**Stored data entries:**
*** Block opens ***

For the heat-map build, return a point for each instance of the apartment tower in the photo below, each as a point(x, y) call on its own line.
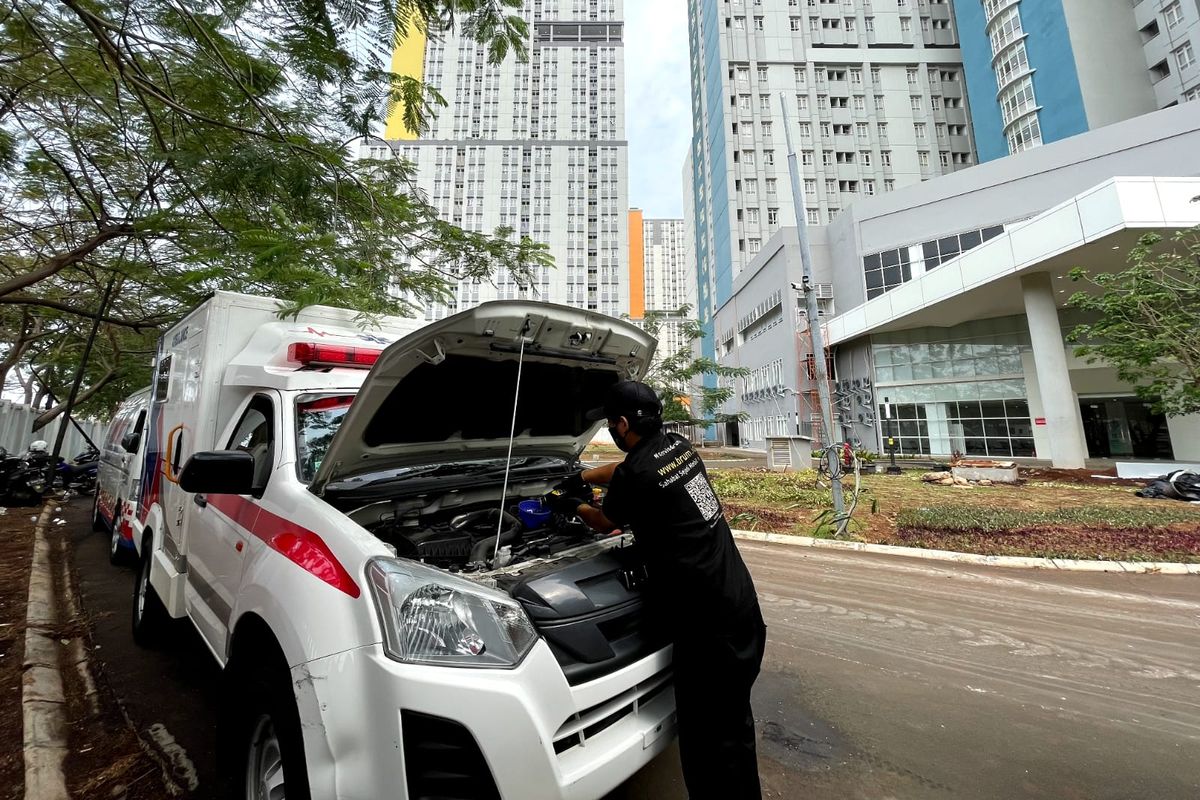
point(874, 95)
point(538, 146)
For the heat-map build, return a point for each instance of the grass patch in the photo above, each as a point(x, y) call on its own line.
point(780, 488)
point(989, 519)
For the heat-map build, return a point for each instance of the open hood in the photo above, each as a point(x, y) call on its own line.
point(445, 392)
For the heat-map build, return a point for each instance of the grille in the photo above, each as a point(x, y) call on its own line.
point(443, 762)
point(587, 723)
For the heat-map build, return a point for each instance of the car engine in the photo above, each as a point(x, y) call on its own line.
point(465, 540)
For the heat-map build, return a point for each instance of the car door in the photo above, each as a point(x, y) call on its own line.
point(221, 524)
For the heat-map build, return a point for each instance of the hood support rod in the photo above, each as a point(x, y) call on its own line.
point(513, 433)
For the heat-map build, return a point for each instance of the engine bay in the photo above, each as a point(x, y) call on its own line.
point(463, 537)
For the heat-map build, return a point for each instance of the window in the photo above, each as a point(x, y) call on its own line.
point(1173, 14)
point(1185, 56)
point(255, 434)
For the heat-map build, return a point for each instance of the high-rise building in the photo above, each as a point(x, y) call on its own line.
point(661, 277)
point(1039, 71)
point(535, 145)
point(875, 97)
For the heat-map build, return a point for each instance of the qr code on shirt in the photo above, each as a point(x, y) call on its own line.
point(702, 495)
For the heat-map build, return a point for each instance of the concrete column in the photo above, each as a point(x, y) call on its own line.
point(1068, 449)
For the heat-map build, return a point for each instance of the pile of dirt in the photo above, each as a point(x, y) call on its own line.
point(1078, 476)
point(16, 552)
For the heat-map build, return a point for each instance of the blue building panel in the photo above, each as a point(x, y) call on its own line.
point(1056, 80)
point(985, 116)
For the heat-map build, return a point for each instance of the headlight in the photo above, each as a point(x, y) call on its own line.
point(429, 617)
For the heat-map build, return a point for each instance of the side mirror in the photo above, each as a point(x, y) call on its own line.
point(219, 471)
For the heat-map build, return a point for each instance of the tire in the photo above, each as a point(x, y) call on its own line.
point(149, 617)
point(97, 522)
point(268, 734)
point(115, 552)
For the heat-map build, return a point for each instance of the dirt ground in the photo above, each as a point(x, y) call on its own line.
point(105, 757)
point(16, 551)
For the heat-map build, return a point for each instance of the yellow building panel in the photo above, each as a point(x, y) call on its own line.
point(636, 265)
point(408, 60)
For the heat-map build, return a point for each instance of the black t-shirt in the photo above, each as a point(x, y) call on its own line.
point(697, 577)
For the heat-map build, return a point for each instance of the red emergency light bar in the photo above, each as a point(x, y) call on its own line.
point(311, 354)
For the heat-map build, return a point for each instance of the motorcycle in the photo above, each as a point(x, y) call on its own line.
point(79, 473)
point(23, 479)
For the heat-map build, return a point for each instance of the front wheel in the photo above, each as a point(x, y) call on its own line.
point(149, 614)
point(97, 521)
point(273, 745)
point(115, 552)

*** Block closes ***

**EXERCISE DIRECTIONS:**
Reproduce all the entries that precede this task, word for word, minus any pictures.

**ANSWER BOX:**
For the heat-map build, return a point for each instance of the apartment tower in the photo below, each as a point(x, y) call on its own line.
point(874, 95)
point(538, 146)
For the heat-map build, return a point for each instance of the grass patch in the photo above, each as a point(x, y) call on its own line.
point(780, 488)
point(989, 519)
For the heat-map build, return a point for each instance of the open hood in the photo above, each as a point(x, y) call on its own line.
point(445, 392)
For the heat-map build, return a point for each instance of the grille in the photo above, each as a point(x, y) call on its own line.
point(443, 762)
point(587, 723)
For the heat-map build, return a point for each instance of the car engine in the photo above, each as a point(x, y) call on its own line.
point(465, 540)
For the heat-map build, return a point for each instance of the car door in the photo above, each as a point(x, y) call on its own line.
point(221, 524)
For the heat-map build, return a point for each instance of the hood support rod in the photo above, each as a point(x, y) call on its own line.
point(513, 433)
For the heat-map build, return a point for each instance of the engine bay in the photo above, each as a point(x, y) call on its own line.
point(463, 537)
For the heat-map build, return a point for each instance of the window in the photo above, each as a point(x, y) call on its own line.
point(1173, 14)
point(1185, 56)
point(255, 434)
For the heat-map build, return a point for each instance of the high-rise building in the photo above, each as a point(x, y) call on its own line.
point(661, 277)
point(1039, 71)
point(535, 145)
point(875, 97)
For the heat-map build, return a point for each instance of the qr code on shirt in the photo above, each as a point(x, y) call on its own line.
point(702, 495)
For the heat-map build, return a point for each instance of the concrete column in the photo above, each as a point(x, y) call on its own line.
point(1068, 449)
For the heat-map build, return a point for each instance of the pile of dirt in the photo above, each as a point(x, y) call on its own line.
point(1078, 476)
point(16, 552)
For the heat-map build, return a point for each instance of the blue building panel in the photo above, each as a point(x, y) call on its own line.
point(1056, 80)
point(985, 116)
For the heat-map build, return a point for each instance of the headlight in the photo above, each as a point(x, y) call on its own line.
point(429, 617)
For the heat-map build, return a point for each instance of the side mirror in the photo above, each as a point(x, y) call on its own line.
point(219, 471)
For the heat-map build, return a point for each instance of the tire in the photo above, each as a point(x, y) call on its own line.
point(149, 617)
point(97, 522)
point(268, 734)
point(115, 552)
For the heat-map build, return a point for each instance of the dirt ground in the photo above, each as a point(x, y) call on its own line.
point(105, 757)
point(16, 551)
For the heat-map build, return a point for each instance of the yellow building panel in the photo above, each as a point(x, y) call on its own line.
point(636, 265)
point(408, 60)
For the heat-map build, return a point for each instance of the black t-shirt in the photo above, each as a point(x, y) call on its own line.
point(697, 577)
For the heat-map build, return a point for each instance of the red emergency light bar in the photo above, each as a point(x, y) call on its own line.
point(311, 354)
For the heat-map build, return a point for each instance of the motorcycle in the photo above, each as a point(x, y) call on its own line.
point(79, 473)
point(23, 479)
For the heat-map build, return a point for each instance of the front wheel in the photo above, each as a point(x, y) call on its own line.
point(149, 614)
point(97, 521)
point(273, 745)
point(115, 552)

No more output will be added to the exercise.